> [Input material]

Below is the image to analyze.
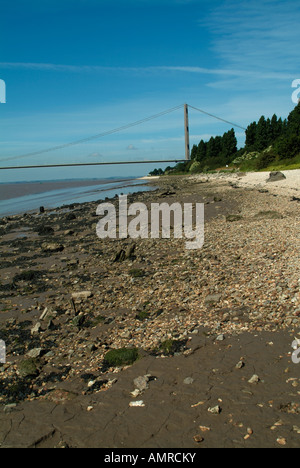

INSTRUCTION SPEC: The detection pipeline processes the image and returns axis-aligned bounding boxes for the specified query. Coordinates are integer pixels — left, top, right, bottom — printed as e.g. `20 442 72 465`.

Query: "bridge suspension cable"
188 104 246 130
0 104 246 170
0 104 183 162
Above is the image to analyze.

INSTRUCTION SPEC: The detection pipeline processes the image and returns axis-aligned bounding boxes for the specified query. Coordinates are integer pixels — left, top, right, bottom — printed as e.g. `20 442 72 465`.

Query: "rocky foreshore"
0 172 300 448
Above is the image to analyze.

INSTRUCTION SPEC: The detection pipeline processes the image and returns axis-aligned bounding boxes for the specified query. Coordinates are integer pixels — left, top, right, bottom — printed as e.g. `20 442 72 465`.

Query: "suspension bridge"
0 104 246 171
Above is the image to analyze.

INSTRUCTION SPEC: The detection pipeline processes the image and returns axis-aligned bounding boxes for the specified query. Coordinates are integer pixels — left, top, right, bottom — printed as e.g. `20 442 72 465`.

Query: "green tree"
245 122 257 150
222 128 237 164
255 115 269 151
196 140 207 162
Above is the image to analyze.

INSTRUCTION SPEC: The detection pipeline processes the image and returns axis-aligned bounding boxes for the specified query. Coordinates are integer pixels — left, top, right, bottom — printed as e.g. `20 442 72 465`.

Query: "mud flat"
0 175 300 449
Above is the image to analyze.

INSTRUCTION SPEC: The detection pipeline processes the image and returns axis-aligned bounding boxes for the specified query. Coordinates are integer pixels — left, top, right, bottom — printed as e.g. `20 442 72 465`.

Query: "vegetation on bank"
149 103 300 176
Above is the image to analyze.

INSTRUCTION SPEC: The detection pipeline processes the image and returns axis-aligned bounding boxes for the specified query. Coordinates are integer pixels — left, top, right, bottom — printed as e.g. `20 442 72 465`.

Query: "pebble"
207 405 221 414
248 374 260 384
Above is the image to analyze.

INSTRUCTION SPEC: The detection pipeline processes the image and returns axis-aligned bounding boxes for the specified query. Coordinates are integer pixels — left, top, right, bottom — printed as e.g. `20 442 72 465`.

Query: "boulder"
267 171 286 182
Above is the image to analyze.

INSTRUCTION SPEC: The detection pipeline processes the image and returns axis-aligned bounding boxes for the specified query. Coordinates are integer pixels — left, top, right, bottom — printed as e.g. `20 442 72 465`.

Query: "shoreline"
0 175 300 448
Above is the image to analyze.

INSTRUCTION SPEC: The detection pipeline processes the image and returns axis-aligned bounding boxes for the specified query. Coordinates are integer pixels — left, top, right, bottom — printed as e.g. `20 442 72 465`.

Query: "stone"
26 348 43 359
204 294 222 305
17 358 39 378
183 377 194 385
248 374 260 384
216 335 225 341
207 405 221 414
30 322 42 335
42 244 64 253
133 375 151 392
267 171 286 182
72 291 93 299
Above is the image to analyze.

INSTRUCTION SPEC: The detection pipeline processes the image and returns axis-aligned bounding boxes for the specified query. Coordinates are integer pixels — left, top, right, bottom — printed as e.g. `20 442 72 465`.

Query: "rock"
30 322 42 335
183 377 194 385
129 400 145 407
226 215 242 223
72 291 93 299
248 374 260 384
37 225 54 236
17 358 39 378
193 435 204 444
235 361 245 369
207 405 222 414
216 335 225 341
276 437 286 445
204 294 222 305
267 171 286 182
133 374 151 392
42 244 64 253
26 348 43 359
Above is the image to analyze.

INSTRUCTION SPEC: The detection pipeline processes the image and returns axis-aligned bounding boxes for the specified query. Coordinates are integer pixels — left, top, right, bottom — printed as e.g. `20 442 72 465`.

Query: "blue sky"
0 0 300 182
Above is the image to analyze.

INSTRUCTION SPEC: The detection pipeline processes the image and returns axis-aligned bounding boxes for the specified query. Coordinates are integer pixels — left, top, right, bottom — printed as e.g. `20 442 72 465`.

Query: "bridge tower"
184 104 190 161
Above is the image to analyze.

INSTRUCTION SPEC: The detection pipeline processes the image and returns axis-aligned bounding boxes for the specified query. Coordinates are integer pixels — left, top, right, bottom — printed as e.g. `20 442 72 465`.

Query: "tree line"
150 102 300 175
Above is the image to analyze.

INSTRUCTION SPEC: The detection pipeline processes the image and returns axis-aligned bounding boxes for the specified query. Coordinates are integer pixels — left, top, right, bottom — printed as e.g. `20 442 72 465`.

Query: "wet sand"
0 177 300 450
0 179 135 200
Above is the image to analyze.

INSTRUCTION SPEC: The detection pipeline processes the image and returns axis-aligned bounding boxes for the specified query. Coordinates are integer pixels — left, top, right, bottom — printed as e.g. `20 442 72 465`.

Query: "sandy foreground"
195 169 300 196
0 171 300 450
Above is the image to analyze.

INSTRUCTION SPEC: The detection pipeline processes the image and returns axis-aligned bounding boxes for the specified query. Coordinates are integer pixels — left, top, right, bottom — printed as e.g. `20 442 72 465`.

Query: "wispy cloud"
0 61 295 80
202 0 300 79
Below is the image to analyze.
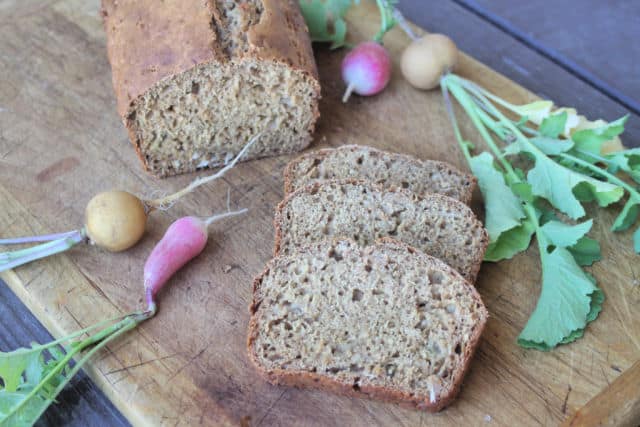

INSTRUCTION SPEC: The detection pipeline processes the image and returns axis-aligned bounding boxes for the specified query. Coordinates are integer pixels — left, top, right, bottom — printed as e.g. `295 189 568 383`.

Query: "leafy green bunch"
0 311 149 427
441 74 640 351
299 0 398 49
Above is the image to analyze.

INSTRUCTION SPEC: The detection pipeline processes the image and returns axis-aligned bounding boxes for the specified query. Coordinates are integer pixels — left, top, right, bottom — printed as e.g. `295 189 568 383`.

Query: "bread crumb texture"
275 181 488 283
249 240 487 410
103 0 320 176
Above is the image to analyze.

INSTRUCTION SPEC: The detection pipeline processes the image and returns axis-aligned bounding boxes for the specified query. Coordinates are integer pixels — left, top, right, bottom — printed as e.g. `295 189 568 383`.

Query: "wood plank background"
0 0 640 426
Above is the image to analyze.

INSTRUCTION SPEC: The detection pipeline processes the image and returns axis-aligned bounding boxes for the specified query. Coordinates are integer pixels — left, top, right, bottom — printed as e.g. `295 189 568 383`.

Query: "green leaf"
484 219 536 262
571 116 629 155
527 150 624 219
531 137 573 156
605 148 640 182
510 182 533 202
0 348 42 392
567 237 602 265
518 247 604 351
299 0 358 49
470 152 526 242
538 111 567 139
540 219 593 248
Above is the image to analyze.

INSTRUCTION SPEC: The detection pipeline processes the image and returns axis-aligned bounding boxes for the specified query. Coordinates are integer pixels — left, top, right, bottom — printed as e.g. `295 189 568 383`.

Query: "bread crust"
101 0 320 176
247 237 488 412
273 179 489 283
284 144 478 205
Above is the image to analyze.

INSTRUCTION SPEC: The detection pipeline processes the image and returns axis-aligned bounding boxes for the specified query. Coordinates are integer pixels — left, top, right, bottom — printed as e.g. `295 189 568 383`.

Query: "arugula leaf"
531 137 573 156
527 150 624 219
540 219 593 248
633 228 640 254
605 148 640 183
299 0 359 49
518 247 604 351
469 152 526 242
484 219 536 262
538 111 567 139
567 237 602 266
571 116 629 155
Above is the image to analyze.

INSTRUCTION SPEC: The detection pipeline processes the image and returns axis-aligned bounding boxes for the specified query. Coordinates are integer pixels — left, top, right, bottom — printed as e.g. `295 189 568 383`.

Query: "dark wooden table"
0 0 640 426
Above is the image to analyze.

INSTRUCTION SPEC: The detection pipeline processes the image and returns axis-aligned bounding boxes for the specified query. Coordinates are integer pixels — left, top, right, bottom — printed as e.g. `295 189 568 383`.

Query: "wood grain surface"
0 0 640 425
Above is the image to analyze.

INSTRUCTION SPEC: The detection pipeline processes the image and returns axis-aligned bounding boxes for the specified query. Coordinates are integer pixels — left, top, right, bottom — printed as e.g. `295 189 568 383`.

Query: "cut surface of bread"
274 181 489 283
248 239 487 411
102 0 320 176
284 145 476 204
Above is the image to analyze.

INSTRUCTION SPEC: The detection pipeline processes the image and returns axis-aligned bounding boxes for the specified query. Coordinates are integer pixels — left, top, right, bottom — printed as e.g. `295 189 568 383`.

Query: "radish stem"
0 230 80 245
342 82 355 104
0 230 85 272
144 133 262 211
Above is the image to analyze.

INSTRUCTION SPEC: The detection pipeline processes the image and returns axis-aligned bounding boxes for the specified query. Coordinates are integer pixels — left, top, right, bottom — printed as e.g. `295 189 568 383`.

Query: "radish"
0 211 247 425
342 41 391 102
400 34 458 90
342 0 399 102
144 209 247 311
0 134 261 272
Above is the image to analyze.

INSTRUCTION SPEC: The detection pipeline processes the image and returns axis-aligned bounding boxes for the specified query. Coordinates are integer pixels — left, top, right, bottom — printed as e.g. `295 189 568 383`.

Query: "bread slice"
248 239 487 411
275 181 489 283
284 145 476 204
102 0 320 176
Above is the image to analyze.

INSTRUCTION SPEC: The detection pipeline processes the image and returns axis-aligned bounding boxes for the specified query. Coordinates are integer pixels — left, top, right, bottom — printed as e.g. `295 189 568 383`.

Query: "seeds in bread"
275 181 489 283
248 239 487 411
102 0 320 176
284 145 476 204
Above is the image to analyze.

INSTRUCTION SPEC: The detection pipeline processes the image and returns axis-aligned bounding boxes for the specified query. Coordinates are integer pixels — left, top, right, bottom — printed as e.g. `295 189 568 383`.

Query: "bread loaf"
102 0 320 176
275 181 489 283
284 145 476 204
248 239 487 411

> [Short exercise]
Render the listing above, from its first line through the line containing "0 172 300 448", inclusive, as a Markdown table with the columns No. and Text. Number each row, and leave out blank lines and pictures.

> [Result of this task]
| No. | Text |
|---|---|
| 1 | Below is the image to analyze. |
| 2 | INSTRUCTION SPEC: The detection pipeline processes the image and returns axis-aligned bounding boxes for the specified query. Coordinates are integer pixels — left, top, right, bottom — printed as e.g. `20 442 72 465`. |
| 3 | Query: "bridge suspension cable" |
| 4 | 188 104 246 130 |
| 5 | 0 104 246 170 |
| 6 | 0 104 183 162 |
| 7 | Above is the image to analyze. |
| 8 | INSTRUCTION SPEC: The detection pipeline processes the image and returns axis-aligned bounding boxes for the specified query. Coordinates are integer pixels — left, top, right, bottom — printed as e.g. `20 442 72 465`. |
| 9 | Query: "rocky foreshore" |
| 10 | 0 172 300 448 |